What is expected
Extract every line of the records that contains the string "instance", matching its case exactly.

Excerpted records
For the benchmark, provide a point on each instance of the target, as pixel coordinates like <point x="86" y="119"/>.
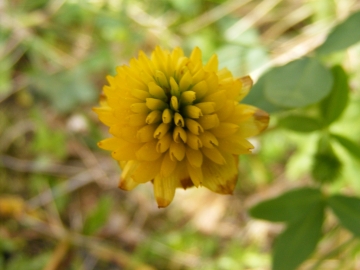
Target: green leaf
<point x="257" y="98"/>
<point x="335" y="103"/>
<point x="300" y="123"/>
<point x="298" y="83"/>
<point x="299" y="240"/>
<point x="352" y="147"/>
<point x="347" y="209"/>
<point x="342" y="36"/>
<point x="290" y="206"/>
<point x="98" y="217"/>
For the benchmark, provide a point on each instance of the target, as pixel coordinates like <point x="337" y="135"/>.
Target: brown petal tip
<point x="186" y="183"/>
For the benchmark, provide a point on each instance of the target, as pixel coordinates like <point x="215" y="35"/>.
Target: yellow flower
<point x="178" y="123"/>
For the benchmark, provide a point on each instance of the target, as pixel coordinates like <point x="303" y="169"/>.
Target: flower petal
<point x="146" y="171"/>
<point x="164" y="189"/>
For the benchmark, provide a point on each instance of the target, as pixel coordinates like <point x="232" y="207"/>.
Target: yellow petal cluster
<point x="178" y="123"/>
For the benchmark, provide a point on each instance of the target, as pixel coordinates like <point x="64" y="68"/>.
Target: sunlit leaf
<point x="347" y="210"/>
<point x="335" y="103"/>
<point x="299" y="240"/>
<point x="290" y="206"/>
<point x="257" y="98"/>
<point x="352" y="147"/>
<point x="342" y="36"/>
<point x="300" y="123"/>
<point x="298" y="84"/>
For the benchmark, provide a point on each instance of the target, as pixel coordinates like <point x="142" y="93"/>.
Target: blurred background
<point x="59" y="203"/>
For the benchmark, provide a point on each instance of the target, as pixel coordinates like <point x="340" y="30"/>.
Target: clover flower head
<point x="178" y="123"/>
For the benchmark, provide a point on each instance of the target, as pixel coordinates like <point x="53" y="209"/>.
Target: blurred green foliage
<point x="58" y="207"/>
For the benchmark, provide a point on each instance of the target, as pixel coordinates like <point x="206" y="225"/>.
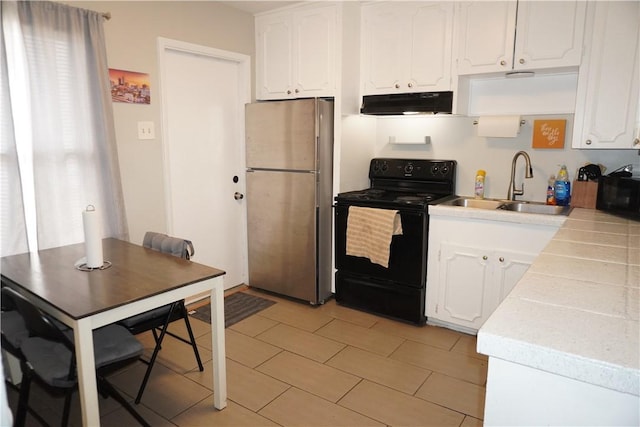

Task output
For the benchmark, provide a point on each instance of the target, as pixel coordinates like <point x="86" y="119"/>.
For the benchmark, provide a point on each instance of the target, as pixel coordinates like <point x="337" y="135"/>.
For the benchmark, provide a point on each instance of the target, as pixel coordinates like <point x="215" y="35"/>.
For the benchmark, provide a point on each instance of the target, as pixel coordinates like <point x="303" y="169"/>.
For the benchmark, provide a point on each instance of the target, as pixel coordinates like <point x="232" y="207"/>.
For the benchmark, provide a point on each instance of the target, as pixel coordinates like <point x="64" y="68"/>.
For the benchmark, provide a point on each instance of the target, as pixel coordinates like <point x="142" y="93"/>.
For the benchmark, provide a point on each instance of the target, as pixel coordinates like <point x="340" y="30"/>.
For the benchmark, provide a point on each instance of the target, as pixel coordinates like <point x="53" y="209"/>.
For the benchmark, provide a point on each instance of the target, as pixel coordinates like <point x="206" y="225"/>.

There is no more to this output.